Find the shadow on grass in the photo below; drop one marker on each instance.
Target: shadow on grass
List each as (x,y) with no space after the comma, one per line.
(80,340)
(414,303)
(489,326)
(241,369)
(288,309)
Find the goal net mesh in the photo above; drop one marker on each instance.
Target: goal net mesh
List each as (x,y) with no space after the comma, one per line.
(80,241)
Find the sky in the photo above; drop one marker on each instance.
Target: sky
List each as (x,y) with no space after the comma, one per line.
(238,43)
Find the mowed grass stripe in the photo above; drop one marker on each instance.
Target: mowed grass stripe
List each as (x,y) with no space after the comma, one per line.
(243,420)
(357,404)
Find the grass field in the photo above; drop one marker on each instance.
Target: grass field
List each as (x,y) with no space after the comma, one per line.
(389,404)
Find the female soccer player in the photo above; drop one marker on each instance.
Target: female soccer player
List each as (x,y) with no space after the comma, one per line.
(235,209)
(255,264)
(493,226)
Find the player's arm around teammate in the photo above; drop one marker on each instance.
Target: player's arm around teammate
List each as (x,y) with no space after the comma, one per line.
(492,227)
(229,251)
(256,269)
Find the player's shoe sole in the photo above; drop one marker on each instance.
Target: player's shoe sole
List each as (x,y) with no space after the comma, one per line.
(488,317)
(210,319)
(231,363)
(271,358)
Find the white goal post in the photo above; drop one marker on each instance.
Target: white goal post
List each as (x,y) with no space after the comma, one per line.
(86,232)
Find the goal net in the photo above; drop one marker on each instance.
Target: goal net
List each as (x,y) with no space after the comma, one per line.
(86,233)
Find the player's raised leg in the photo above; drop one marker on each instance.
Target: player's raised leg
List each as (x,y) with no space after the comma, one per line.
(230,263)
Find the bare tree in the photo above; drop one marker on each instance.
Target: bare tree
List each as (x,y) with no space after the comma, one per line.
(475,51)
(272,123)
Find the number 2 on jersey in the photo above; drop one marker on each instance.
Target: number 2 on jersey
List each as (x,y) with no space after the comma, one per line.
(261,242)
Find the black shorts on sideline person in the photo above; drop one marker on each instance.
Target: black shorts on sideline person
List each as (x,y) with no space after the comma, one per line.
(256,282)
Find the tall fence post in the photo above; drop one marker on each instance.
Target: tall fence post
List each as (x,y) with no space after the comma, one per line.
——————
# YOUR INSTRUCTIONS
Starting with the line that contains "Find the female", write out each line through the end of the listing, exactly as it appears, and include nothing else.

# EXERCISE SOLUTION
Find the female soccer player in the photo above; drop one marker on each instance.
Target: female soccer player
List each as (x,y) with no space after the comma, one per line.
(235,209)
(255,264)
(493,226)
Find the player's arm around teammate in the photo above; drop one marker on each instance.
Target: player's arm around teammate
List each as (x,y) with no space after the comma, one per line.
(492,227)
(229,251)
(256,269)
Find the player's shoe sole in the photo above; drop one marker on each instance.
Target: player's shoe sole
List each as (x,y) with no space after the comma, one per line.
(488,317)
(210,319)
(231,363)
(271,358)
Find the white goal post in the photo above; drop one marker on each instance.
Target: white goal post
List each as (x,y) with no space after the comma, one per line.
(86,232)
Find the goal net in the photo above; drop one marker on each instance.
Target: goal net
List each as (x,y) with no space after the comma, one per line.
(86,233)
Find the player's raised leg in the photo above; drop one marker on each instance.
Target: player's raised leg
List each as (x,y) with no space after the comma, one per line.
(230,263)
Find the bare tree in the photo above; drop one marker on each instance.
Target: bare tree
List each as (x,y) with no space after the comma, one per line.
(475,51)
(272,123)
Find the number 2 on jersey in the photo above; drop one marker on each instance.
Target: number 2 on jersey
List each as (x,y) with no space after the comma, one per line.
(261,242)
Find the black shorts on sideline person in the photo above; drop one marker on each instance.
Target: black shorts on sideline person
List each as (x,y) with no space after the comma, one per line.
(256,282)
Find the tall fence post in the photo above; drop one marker on each instance.
Target: tall fence post
List each as (x,y) with no space after the comma, one per line.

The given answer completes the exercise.